**Work to be completed**
Can you put the lines below into a JSON list of strings, one string per line, skipping blank lines and leaving the pictures out?
··· Records
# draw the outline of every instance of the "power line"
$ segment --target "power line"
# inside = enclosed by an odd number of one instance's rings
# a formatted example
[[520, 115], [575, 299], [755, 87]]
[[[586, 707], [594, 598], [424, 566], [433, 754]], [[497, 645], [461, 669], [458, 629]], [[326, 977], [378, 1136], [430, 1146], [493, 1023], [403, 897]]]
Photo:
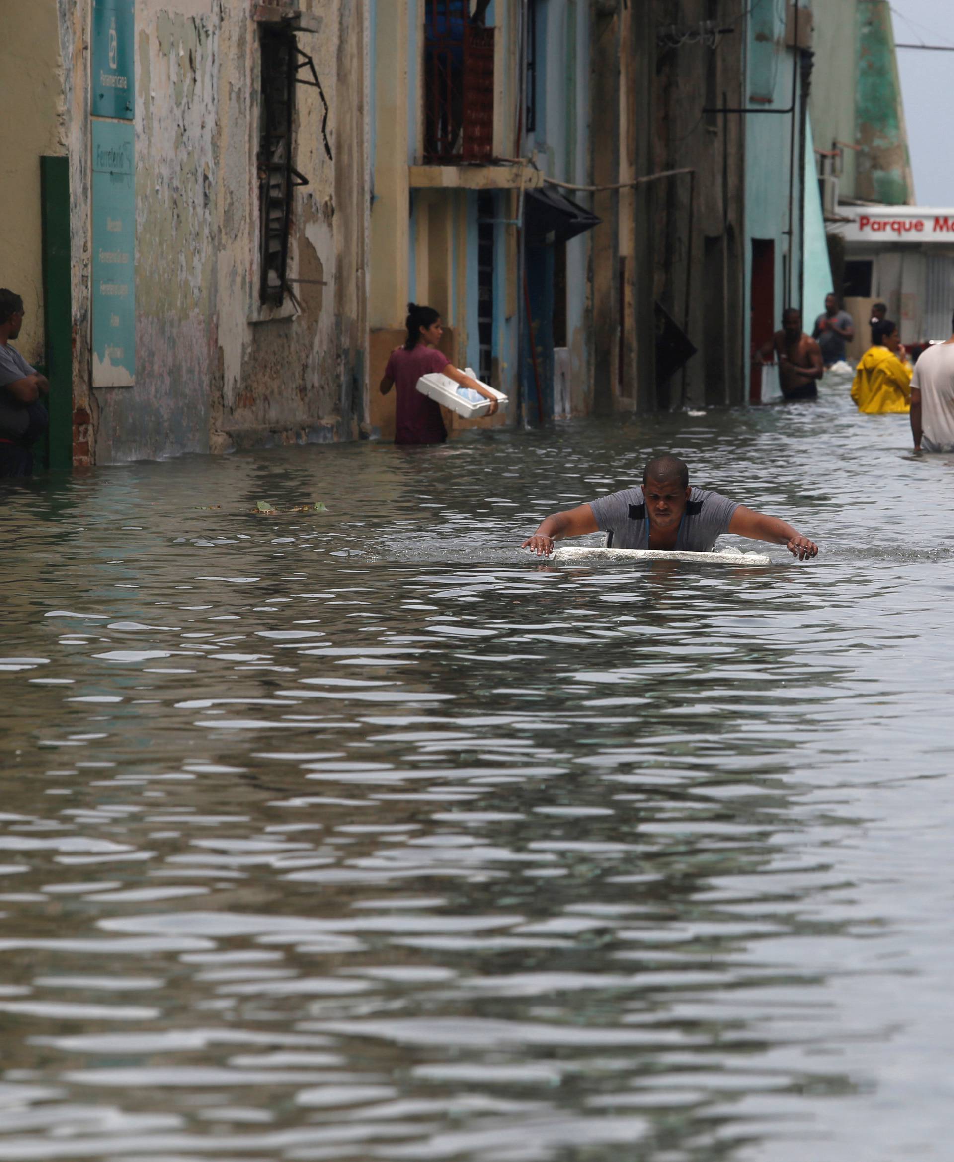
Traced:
······
**Result**
[
  "# draw the outline of every instance of the \"power line\"",
  "$ segment --target \"power line\"",
  "# inside = enclosed by an odd number of one instance's rings",
  "# a formatted example",
  "[[520, 115], [575, 299], [755, 87]]",
  "[[[586, 707], [594, 598], [424, 566], [433, 754]], [[497, 645], [461, 669], [458, 629]], [[326, 977], [378, 1136], [430, 1146], [493, 1023], [403, 897]]]",
  "Photo:",
  "Traced:"
]